(Excerpted text begins)
Thanks for the explanation.

I finally decided to post about my feeling of loneliness after I had tried for a couple of weeks to find a support group in my area and could not find any. I saw in the newspaper that there was a support group for people with panic attacks and anxiety. I talked to my best friend about it and she said that I would not identify myself with them. So I wanted to check it out and went on the net to find one. I read some of their posts and realised that my symptoms did not matched them.

For example, someone was saying that they were afraid to leave the house because people were looking at them (the person has social phobia). I wanted to post on that forum but I figured that they would not understand that I am afraid to go out because I am afraid to faint on the street and hurt myself. They would have thought that it was only a fear and not a fact. So I did not see myself trying to explain to them that I have a real physical disorder and it is not only a fear per se.

As a therapist I understand that phobias, fears, anxieties and other psychological or emotional problems are disabling but I did not feel that the panic attack support group would understand the physical side of my problem. As I was reading some of their posts I realised that they were getting depressed as a side effect of their social phobia. I also realised they they felt free to talk about it.
(Excerpted text ends)
◆ **What you will do**
a) Answer these questions on the post about loneliness:
(i) Where did the writer see that there was a support group for people with panic attacks and anxiety?
(ii) What is the writer afraid will happen on the street?
(iii) What profession does the writer name?
b) Rewrite the post about loneliness from "As a therapist" up to and including "talk about it.", swapping "therapist" for "counselor".
None of the rows are needed.
(Available data begins)
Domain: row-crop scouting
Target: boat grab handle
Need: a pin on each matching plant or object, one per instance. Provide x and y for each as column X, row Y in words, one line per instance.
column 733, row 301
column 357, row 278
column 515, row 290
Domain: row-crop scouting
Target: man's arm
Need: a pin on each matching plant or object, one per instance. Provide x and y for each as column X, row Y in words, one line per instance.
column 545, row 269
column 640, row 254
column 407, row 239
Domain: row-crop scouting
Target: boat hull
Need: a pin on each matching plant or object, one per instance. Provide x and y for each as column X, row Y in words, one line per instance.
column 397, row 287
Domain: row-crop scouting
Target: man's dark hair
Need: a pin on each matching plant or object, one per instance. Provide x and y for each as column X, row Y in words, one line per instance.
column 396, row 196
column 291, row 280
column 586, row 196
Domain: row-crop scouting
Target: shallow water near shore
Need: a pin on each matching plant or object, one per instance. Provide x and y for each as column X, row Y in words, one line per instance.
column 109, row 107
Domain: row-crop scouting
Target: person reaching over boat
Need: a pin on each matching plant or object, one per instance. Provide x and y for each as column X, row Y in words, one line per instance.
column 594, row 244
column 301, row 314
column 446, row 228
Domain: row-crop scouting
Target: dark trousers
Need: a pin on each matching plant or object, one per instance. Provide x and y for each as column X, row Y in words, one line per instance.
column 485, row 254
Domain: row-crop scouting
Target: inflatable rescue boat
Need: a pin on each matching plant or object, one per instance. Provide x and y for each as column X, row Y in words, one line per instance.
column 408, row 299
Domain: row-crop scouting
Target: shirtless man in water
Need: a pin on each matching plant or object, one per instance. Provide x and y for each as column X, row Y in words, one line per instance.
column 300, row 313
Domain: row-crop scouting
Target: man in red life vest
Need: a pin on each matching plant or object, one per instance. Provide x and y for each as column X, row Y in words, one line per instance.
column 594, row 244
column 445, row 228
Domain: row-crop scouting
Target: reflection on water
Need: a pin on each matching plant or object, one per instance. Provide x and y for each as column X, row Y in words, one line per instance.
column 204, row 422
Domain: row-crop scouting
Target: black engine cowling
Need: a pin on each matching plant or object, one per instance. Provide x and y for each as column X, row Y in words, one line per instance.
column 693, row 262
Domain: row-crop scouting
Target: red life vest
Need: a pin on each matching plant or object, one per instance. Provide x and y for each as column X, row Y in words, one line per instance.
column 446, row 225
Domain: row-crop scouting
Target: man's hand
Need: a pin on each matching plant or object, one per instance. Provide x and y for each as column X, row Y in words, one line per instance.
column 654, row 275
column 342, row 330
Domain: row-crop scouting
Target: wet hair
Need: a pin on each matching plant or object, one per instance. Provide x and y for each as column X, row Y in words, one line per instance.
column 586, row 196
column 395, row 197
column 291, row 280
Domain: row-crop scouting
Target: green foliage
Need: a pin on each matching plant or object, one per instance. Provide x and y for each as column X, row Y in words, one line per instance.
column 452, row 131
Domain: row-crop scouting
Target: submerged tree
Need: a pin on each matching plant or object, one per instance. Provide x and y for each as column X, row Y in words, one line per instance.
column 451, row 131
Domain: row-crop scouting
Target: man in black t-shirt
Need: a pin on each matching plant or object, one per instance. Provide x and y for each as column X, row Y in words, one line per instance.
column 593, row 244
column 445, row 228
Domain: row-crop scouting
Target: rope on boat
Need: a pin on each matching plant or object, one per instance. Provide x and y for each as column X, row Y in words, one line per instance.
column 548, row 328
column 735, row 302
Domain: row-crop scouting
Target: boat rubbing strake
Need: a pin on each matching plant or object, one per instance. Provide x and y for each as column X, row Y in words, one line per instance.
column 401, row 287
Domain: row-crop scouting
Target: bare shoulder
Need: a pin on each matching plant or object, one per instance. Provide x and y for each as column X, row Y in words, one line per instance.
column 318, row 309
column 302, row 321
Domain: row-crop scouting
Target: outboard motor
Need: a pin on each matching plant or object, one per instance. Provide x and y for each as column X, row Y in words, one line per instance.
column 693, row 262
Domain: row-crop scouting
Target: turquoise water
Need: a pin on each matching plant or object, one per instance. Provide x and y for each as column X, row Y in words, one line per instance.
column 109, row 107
(Available data ends)
◆ **Responses to the tasks**
a)
(i) In the newspaper.
(ii) That they will faint and hurt themselves.
(iii) Therapist.

b)
As a counselor I understand that phobias, fears, anxieties and other psychological or emotional problems are disabling but I did not feel that the panic attack support group would understand the physical side of my problem. As I was reading some of their posts I realised that they were getting depressed as a side effect of their social phobia. I also realised they they felt free to talk about it.